── ARTICOLO ──

Nell’imponente produzione di Ernesto Buonaiuti (1881-1946) un
posto di primaria importanza occupano le opere dedicate alla storia del
cristianesimo tardo medievale, un filone di ricerca avviato nel 1925 in
coincidenza di un corso accademico sui rapporti tra spiritualità gioachimita e
movimento francescano[1].
Si trattava di anni molto travagliati per
Buonaiuti, anni nei quali si erano andati sempre più inasprendo quei contrasti
con il Vaticano che sarebbero culminati con la sospensione a divinis e la scomunica expresse vitandus del 25 gennaio 1926.
Il suo Francesco d’Assisi venne pubblicato nel 1925 per le edizioni Formiggini
nella collana “Profili” e come molti altri suoi lavori venne posto all’Indice dal Sant’Uffizio. Trattasi di un
testo molto breve, senza pretese di rigore storico ma non per questo meramente
divulgativo, il cui scopo è offrire al lettore - in linea con l’obiettivo della
collana nella quale è inserito - un profilo cursorio ma essenziale del frate di
Assisi[2].
L’opera di Ernesto Buonaiuti risente
certamente, così come altre pubblicate in quel medesimo periodo in concomitanza
del settimo centenario della morte di san Francesco, della lezione di Paul
Sabatier[3].
Tuttavia ciò non sminuisce affatto il contributo del Buonaiuti che si distingue
per l’originalità e la lucidità con cui vengono tratteggiati i passaggi
fondamentali della vita di Francesco di Assisi.

───
── DATI FORNITI ──

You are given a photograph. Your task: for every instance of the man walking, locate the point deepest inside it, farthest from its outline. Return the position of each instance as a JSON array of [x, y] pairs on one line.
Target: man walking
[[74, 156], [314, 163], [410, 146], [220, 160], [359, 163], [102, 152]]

───

**COSA FARE:**
1. Secondo l'articolo su Buonaiuti, in che anno e con quale editore uscì il suo Francesco d'Assisi?
2. Prosegui l'articolo sul Francesco d'Assisi di Ernesto Buonaiuti, partendo subito dopo la sua ultima frase.
Le righe non servono per svolgere i compiti.

**LE RISPOSTE:**
1. Nel 1925, con le edizioni Formiggini.

2.
La sua conversione, ad esempio. Per Buonaiuti «La conversione di Francesco non poteva
essere l’adesione intellettuale riflessa ad una fede religiosa per lo innanzi
disconosciuta. Egli non aveva mai rinnegato il simbolo del suo battesimo e non
si era mai pubblicamente allontanato dalle pratiche devozionali dei suoi
conterranei. Le sue esuberanze giovanili non erano nulla di più grave e di più
indecoroso di tutto quello che ogni chiesa ufficialmente costituita perdona
generosamente alla sua gioventù. […] Francesco si è convertito piuttosto il
giorno in cui, di contro a tutto il ciarpame vuoto e pesante delle convenzioni
umane, delle menzogne sociali, delle ipocrisie sanzionate, dei gretti interessi
materiali che avvelenano le anime, offuscano i rapporti fraterni, stravolgono e
contraffanno le leggi spontanee e primitive della vita associata, ha
riguadagnato, di questa vita associata, l’economia spontanea e il tessuto
elementare, nel precetto dell’amore e nel dovere del pronto, sorridente
sacrificio. Quel giorno, annullando quell’artefatta inversione di valori che è
alle scaturigini e alla base della associazione pubblica ed economica degli
uomini, ed invertendola a propria volta, ha ritrovato la genuina gerarchia di
valori che la vita cosmica impone a una creatura ragionevole che sogni attuare,
nella pienezza delle sue energie specifiche, il proprio spirituale destino»[4].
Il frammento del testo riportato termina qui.